Please rewrite the data starting at the line that contains "Point out the blonde hair, one" and ending at the line that contains "x=73, y=318", replacing "Values" with "Coordinates" and keeping everything else the same. Return only those lines.

───── The data

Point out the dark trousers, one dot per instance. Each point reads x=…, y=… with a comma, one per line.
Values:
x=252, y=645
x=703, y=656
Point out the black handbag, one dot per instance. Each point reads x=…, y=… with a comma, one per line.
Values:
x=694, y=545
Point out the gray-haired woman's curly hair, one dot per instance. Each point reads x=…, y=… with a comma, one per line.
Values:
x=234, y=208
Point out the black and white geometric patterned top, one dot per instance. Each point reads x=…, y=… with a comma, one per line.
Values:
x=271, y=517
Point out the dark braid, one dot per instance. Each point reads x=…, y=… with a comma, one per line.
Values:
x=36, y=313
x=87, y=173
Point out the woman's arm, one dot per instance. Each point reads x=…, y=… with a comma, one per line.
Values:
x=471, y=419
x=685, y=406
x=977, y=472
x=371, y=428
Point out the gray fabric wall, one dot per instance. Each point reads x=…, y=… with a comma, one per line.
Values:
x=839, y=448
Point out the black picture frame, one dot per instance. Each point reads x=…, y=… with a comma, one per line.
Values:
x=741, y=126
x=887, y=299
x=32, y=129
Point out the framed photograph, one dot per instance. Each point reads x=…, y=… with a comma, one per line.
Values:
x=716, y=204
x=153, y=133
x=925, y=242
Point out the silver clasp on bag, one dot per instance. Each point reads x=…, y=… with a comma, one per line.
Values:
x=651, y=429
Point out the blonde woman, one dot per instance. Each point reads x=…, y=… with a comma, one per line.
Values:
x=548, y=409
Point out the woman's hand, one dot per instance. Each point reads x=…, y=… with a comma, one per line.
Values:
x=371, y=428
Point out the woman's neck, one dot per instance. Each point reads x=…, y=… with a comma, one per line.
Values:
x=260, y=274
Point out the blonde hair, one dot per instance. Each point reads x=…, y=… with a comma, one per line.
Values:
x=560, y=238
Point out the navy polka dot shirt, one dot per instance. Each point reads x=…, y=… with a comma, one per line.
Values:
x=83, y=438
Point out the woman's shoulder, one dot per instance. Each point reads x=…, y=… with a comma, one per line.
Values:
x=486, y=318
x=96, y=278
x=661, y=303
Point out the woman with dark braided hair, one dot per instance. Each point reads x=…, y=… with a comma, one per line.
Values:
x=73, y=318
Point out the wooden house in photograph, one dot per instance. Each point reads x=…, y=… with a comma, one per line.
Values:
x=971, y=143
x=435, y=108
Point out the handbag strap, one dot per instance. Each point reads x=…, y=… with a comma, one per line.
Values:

──────────

Task result
Point out the blonde hair, one dot per instance. Each point reads x=…, y=… with a comma, one per line.
Coordinates:
x=560, y=238
Point out the navy polka dot shirt, one dot per instance. Each point reads x=…, y=… with a comma, one per line.
Coordinates:
x=83, y=438
Point out the woman's shoulder, one dot per instance. Each point reads x=…, y=… with a comma, one per line.
Coordinates:
x=486, y=318
x=96, y=278
x=661, y=303
Point out the woman with dark braided hair, one dot per instance. Each point reads x=…, y=… with a comma, one per line.
Coordinates:
x=73, y=318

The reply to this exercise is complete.